Data for the task:
━━━━━━━━

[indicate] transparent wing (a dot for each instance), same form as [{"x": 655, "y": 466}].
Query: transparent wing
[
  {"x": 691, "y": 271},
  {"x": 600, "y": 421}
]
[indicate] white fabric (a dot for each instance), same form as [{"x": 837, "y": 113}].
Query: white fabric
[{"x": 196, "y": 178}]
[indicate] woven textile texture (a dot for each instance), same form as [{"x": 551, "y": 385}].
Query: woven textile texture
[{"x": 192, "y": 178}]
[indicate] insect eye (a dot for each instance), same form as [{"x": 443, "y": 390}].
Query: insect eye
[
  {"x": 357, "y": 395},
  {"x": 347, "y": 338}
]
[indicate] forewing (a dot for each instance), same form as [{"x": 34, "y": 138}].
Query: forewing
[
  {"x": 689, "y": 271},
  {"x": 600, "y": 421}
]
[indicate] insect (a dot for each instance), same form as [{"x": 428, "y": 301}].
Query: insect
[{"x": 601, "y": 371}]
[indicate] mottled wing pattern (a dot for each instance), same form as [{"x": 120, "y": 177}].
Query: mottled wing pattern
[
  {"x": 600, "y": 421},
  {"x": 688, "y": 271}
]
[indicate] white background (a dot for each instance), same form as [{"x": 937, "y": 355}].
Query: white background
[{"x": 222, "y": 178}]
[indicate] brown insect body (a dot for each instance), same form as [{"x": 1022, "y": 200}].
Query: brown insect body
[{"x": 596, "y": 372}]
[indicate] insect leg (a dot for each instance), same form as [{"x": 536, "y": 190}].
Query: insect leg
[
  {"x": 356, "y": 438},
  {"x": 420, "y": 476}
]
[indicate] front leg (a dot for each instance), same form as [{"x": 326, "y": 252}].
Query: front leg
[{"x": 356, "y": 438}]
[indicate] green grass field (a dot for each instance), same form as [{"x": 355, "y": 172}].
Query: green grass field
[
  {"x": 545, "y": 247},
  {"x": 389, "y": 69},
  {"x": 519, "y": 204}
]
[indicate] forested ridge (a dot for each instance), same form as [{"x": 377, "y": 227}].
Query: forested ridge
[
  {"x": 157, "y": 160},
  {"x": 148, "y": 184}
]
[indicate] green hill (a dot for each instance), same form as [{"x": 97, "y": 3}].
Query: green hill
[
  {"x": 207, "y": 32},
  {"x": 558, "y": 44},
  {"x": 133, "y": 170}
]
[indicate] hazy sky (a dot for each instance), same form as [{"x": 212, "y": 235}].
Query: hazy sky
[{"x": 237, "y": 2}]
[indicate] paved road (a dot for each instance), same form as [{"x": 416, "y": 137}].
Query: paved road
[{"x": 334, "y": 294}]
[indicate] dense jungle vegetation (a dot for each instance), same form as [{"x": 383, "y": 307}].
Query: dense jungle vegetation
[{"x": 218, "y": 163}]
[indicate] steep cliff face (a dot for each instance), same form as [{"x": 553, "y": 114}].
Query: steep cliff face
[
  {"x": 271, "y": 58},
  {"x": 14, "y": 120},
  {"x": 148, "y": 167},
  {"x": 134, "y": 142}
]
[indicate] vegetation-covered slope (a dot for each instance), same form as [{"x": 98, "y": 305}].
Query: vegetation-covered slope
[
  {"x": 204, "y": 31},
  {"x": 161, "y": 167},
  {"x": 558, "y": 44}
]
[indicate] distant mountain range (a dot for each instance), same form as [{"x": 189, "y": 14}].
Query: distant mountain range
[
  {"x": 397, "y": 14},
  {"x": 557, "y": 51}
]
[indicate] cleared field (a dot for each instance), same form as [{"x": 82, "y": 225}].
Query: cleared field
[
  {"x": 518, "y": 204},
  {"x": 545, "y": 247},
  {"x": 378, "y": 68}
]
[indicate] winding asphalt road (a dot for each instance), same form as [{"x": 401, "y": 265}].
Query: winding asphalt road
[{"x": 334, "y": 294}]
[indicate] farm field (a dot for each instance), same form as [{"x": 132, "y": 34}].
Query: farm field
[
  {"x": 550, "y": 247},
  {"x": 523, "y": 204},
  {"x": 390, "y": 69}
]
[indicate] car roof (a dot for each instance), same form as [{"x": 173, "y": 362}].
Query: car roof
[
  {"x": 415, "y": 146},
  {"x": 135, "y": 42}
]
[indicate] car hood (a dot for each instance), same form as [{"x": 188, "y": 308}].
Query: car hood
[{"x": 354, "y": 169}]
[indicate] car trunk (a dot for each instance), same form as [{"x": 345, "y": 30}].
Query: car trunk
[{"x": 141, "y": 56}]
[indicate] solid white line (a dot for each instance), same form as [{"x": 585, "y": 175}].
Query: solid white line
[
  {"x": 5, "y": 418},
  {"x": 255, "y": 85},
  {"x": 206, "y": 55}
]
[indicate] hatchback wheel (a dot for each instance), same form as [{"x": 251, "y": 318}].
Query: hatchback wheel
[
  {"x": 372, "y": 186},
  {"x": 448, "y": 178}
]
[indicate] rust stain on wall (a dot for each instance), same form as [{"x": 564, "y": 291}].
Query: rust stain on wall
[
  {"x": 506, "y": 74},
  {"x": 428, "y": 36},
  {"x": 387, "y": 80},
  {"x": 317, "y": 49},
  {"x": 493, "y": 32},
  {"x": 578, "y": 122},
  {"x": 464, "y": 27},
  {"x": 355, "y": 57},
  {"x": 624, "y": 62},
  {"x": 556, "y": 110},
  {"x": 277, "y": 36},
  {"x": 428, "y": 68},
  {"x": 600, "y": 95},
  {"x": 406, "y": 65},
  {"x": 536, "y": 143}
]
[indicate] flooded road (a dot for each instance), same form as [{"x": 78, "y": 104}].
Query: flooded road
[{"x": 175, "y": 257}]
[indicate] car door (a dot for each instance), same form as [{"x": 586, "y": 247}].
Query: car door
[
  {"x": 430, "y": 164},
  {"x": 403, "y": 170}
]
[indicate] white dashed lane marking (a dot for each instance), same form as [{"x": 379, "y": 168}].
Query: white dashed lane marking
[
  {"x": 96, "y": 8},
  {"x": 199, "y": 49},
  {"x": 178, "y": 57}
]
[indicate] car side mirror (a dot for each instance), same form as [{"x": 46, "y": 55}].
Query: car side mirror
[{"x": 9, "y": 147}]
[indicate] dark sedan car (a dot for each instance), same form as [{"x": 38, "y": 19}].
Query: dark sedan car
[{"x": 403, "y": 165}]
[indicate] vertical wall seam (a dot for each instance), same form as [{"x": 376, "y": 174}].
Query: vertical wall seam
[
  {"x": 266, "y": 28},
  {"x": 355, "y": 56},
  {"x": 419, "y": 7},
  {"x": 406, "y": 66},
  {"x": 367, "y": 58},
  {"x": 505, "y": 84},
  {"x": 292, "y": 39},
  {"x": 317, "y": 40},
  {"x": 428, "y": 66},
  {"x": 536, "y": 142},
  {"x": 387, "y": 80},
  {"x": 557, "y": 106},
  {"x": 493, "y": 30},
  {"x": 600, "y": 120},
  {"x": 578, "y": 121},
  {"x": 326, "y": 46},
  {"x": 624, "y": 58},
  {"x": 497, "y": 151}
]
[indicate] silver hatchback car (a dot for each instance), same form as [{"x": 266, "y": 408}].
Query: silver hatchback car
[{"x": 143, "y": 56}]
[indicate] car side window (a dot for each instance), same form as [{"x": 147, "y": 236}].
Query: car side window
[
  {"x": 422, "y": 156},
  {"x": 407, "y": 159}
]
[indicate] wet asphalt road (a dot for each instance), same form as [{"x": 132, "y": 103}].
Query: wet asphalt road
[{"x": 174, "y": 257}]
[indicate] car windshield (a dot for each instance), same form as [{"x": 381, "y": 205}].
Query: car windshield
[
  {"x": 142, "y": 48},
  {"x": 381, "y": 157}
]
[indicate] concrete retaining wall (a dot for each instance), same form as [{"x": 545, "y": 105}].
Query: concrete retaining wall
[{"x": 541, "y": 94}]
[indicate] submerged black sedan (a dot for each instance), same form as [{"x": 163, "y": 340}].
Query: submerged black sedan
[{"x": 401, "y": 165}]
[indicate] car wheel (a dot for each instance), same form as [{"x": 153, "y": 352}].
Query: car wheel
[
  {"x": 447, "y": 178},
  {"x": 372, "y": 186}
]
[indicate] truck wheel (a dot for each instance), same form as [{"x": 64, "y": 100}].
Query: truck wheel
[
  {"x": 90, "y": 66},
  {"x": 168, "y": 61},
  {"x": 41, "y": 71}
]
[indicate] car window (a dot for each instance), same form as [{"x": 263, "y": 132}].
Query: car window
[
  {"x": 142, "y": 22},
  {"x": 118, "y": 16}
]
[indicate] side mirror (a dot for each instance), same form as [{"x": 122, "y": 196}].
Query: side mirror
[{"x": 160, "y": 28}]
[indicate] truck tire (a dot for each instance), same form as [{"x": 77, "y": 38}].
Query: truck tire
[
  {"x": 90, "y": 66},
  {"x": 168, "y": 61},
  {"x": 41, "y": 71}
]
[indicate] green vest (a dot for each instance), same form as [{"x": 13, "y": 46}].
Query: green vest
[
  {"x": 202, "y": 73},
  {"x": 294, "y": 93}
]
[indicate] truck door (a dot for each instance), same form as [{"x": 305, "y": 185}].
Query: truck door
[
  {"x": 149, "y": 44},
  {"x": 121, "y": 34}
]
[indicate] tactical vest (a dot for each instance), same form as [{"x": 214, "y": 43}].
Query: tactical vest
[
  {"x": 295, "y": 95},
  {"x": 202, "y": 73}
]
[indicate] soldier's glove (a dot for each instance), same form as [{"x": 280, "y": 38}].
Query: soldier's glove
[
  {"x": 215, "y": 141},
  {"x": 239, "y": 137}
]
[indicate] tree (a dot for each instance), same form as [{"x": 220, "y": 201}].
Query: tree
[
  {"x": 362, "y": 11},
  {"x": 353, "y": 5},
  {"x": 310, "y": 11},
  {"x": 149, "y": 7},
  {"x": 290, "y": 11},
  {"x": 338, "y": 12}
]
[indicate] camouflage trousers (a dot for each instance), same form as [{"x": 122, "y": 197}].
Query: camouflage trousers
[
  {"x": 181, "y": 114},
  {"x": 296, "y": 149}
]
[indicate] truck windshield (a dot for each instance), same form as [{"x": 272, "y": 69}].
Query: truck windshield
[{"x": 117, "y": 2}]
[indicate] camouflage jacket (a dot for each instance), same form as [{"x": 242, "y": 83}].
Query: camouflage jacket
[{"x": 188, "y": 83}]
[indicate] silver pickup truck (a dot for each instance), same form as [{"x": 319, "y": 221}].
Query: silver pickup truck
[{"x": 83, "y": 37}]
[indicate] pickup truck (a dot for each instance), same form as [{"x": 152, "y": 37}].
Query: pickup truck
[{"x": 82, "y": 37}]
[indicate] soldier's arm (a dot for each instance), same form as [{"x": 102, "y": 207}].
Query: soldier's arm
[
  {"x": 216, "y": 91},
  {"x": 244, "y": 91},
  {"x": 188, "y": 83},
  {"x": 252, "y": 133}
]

━━━━━━━━

How to complete this task: Copy the lines of the data above exactly as written, beginning with the line containing "[indicate] green grass" and ending with the line containing "[indicate] forested ridge", and leave out all other lines.

Answer space:
[indicate] green grass field (a dot for each instance), same form as [{"x": 355, "y": 172}].
Query: green grass field
[
  {"x": 545, "y": 247},
  {"x": 389, "y": 69},
  {"x": 519, "y": 204}
]
[indicate] forested ridge (a dot for each instance), same form as [{"x": 377, "y": 227}].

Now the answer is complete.